| CONSIGNE 1 |
Dans l'extrait sur la monnaie numérique, réécrivez le passage en commençant par "Politiquement il conviendra" et en poursuivant jusqu'à "de respecter l’épargnant.", en changeant "banque centrale" en "autorité monétaire".
| CONSIGNE 2 |
Traduisez en anglais cette phrase de l'extrait sur la monnaie numérique : « La dépense publique nourrit des comptes qui assurent un retour vers le Trésor. »

| EXTRAIT DU DOCUMENT |
..........

Politiquement il conviendra dans un projet présidentiel de ne voir la rationalisation que dans la mesure où elle va apporter une sécurisation complète à toute circulation de la valeur. En effet, il faudra bien expliquer que le vieux système que nous connaissons est d’autant plus dangereux qu’un compte bancaire n’est qu’une créance sur une banque qui peut faire défaut. Circonstance renforcée par  la menace grandissante de la préférence pour un « Bail-in » plutôt qu’un « Bail-Out ». A l’inverse, un avoir en monnaie numérique de banque centrale, est un actif sûr puisqu’une banque centrale ne peut faire défaut. Et un actif sûr qui peut être rémunéré par décision administrative aux seules fins de respecter l’épargnant.

La sécurisation viendra aussi pour l’Etat si la grande transformation proposée inclue l’extinction progressive d’un marché de la dette publique toujours soumis aux jeux spéculatifs sur les spreads de taux. Cela passe par un système bancaire chargé d’une mission de service public avec en particulier l’achat obligatoire de bons du Trésor. La dépense publique nourrit des comptes qui assurent un retour vers le Trésor. Cette extinction progressive apportera une sécurisation nouvelle : voir réduire progressivement la grande dépendance vis-à-vis du  reste du monde et aboutir à la  situation de celle du Japon où 90% de la dette publique est interne. A noter que cette extinction est également porteuse de sécurisation pour les autres pays européens et l’Europe toute entière. En effet les investisseurs des pays frugaux (Allemagne, Pays-Bas, etc.) n’auront plus à craindre de voir leurs capitaux exposés dans un pays à solvabilité menacée. De la même façon, Bruxelles n’aura plus à imposer de politiques restrictives entrainant une croissance anormalement faible pour toute la zone et une balance extérieure courante dont l’excédent (plus de 3% de PIB) est un boulet pour le reste du monde. Notons enfin que globalement la sécurisation vient raboter les jeux spéculatifs qui se nourrissent d’une insécurité par le biais de juteuses opérations de couverture de risques. Des risques qu’il faut reporter sans fins sur un marché du risque devenu tentaculaire, avec en particulier des produits dérivés, des positions nues, etc., et qui devra devenir politiquement maitrisé.

..........

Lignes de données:
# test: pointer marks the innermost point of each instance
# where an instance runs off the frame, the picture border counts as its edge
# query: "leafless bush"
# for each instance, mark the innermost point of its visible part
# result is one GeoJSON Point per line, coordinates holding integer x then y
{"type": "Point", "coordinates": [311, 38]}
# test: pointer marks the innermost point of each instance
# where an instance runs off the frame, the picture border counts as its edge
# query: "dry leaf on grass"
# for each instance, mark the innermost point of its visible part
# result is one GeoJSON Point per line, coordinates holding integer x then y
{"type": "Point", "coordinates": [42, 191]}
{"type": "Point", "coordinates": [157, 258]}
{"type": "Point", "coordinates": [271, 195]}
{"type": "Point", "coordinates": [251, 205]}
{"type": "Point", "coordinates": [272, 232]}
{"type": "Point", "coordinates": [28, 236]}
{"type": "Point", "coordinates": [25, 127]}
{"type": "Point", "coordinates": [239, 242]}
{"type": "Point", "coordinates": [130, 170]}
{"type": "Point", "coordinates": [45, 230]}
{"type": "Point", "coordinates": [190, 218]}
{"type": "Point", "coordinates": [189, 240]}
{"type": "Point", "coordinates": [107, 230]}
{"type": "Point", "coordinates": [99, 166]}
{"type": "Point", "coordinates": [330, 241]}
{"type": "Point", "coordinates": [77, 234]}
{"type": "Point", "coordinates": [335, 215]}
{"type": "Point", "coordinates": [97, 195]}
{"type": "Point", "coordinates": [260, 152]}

..........

| RÉPONSE RÉDIGÉE 1 |
Politiquement il conviendra dans un projet présidentiel de ne voir la rationalisation que dans la mesure où elle va apporter une sécurisation complète à toute circulation de la valeur. En effet, il faudra bien expliquer que le vieux système que nous connaissons est d’autant plus dangereux qu’un compte bancaire n’est qu’une créance sur une banque qui peut faire défaut. Circonstance renforcée par  la menace grandissante de la préférence pour un « Bail-in » plutôt qu’un « Bail-Out ». A l’inverse, un avoir en monnaie numérique de autorité monétaire, est un actif sûr puisqu’une autorité monétaire ne peut faire défaut. Et un actif sûr qui peut être rémunéré par décision administrative aux seules fins de respecter l’épargnant.

| RÉPONSE RÉDIGÉE 2 |
Public spending feeds accounts that ensure a return to the Treasury.